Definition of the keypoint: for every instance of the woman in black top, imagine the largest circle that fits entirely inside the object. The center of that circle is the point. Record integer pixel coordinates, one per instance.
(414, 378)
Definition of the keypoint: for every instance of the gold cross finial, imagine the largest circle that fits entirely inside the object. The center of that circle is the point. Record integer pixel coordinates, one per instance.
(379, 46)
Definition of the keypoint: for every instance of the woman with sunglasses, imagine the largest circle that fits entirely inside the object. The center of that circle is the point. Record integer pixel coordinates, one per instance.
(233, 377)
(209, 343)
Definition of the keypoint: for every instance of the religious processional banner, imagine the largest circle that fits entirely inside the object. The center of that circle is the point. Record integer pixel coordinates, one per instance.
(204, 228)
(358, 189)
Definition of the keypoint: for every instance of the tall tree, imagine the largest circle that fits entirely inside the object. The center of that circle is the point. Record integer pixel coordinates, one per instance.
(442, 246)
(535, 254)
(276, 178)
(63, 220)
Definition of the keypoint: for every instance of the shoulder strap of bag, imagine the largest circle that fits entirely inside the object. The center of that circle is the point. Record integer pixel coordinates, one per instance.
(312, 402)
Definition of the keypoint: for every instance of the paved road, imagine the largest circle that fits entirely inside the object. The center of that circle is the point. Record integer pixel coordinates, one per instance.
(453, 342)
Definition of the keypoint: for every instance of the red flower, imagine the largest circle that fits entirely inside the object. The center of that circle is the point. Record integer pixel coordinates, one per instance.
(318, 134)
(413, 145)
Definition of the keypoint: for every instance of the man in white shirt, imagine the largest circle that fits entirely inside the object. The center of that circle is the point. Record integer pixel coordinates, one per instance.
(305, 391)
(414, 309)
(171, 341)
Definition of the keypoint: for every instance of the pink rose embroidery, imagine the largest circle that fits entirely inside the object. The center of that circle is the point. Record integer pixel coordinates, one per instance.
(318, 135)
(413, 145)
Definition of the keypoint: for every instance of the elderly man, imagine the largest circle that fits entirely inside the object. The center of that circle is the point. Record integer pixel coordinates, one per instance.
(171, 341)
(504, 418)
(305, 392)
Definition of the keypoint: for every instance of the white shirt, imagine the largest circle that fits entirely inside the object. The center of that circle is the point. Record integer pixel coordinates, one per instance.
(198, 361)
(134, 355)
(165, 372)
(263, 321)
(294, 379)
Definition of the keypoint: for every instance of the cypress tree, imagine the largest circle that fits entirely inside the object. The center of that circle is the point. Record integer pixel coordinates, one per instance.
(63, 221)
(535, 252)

###

- **Goal of the exercise**
Please transcribe the records above in full, keeping every word.

- **Output of the task**
Definition of the keypoint: for every instance of the woman in black top, imagine the largest circle that fits entirely inside the object. The center of that circle is the point. Record integer pixel coordinates, one per instance.
(414, 378)
Definition of the keypoint: for every instance of the gold cross finial, imagine the largest circle that fits entirely inside the object. The center of that circle is the point. Record integer pixel coordinates, one per instance.
(379, 46)
Definition of the keypoint: for every instance of the woman with sunglasses, imagine the largest circle that fits entirely inside the object. The center of that circle is the point. Record integer pixel coordinates, one per instance.
(233, 377)
(209, 343)
Definition of the keypoint: for every instance of the religious processional banner, imagine the largest circle that fits entirely inside the object. The center of that circle is the point. Record integer pixel coordinates, one per instance.
(204, 228)
(358, 189)
Definition of the keypoint: for every instance of the tall tree, imagine the largest circle that fits entirely inside the object. The center of that circle is the point. Record integer pixel coordinates, one per instance.
(442, 246)
(535, 254)
(276, 178)
(63, 220)
Definition of the keypoint: for every instance of the shoulder strap of bag, imagine the largest circle that fits entirely inside the object. The center of that circle is the point. Record integer pixel coordinates, one per instance.
(312, 402)
Definition of the keypoint: for every instance of the paved road, imagine the largest circle that fits entirely inside the object. The center of that circle is the point. Record integer pixel coordinates, one per instance.
(453, 342)
Definition of the keypoint: for every instance of the red flower, imagine the largest circle that fits entirely inside the object. The center of that circle is the point. Record integer pixel coordinates, one per instance.
(318, 134)
(413, 145)
Definition of the keypoint: for every instance of the man in white shirt, imagine the largest circle that fits entirely inside the object. The center of that circle is the point. Record integer pixel coordinates, one per instance.
(305, 391)
(414, 309)
(171, 341)
Definition of the keypoint: for every instance of the pink rose embroidery, imagine the largest circle that fits entirely inside the object. The center of that circle is the point. Record integer pixel coordinates, one per instance.
(318, 135)
(413, 145)
Definition of the keypoint: for every instance of the elderly man, imagine the largest circle that fits entirely inside the object. The center of that circle is the point. Record integer pixel coordinates, one per instance.
(171, 341)
(504, 418)
(305, 392)
Definition of the keypoint: for every instance of the white shirt, imagine the largest circle that fits entirely inside the object. The center of that circle is the point. Record integer pixel coordinates, one per instance.
(198, 361)
(134, 355)
(165, 372)
(263, 321)
(294, 379)
Definition of the keypoint: for every instance of the cypress tree, imagine the largest circle that fits entirely inside the object. The center of that circle is the point. Record integer pixel coordinates, one per instance.
(63, 221)
(535, 252)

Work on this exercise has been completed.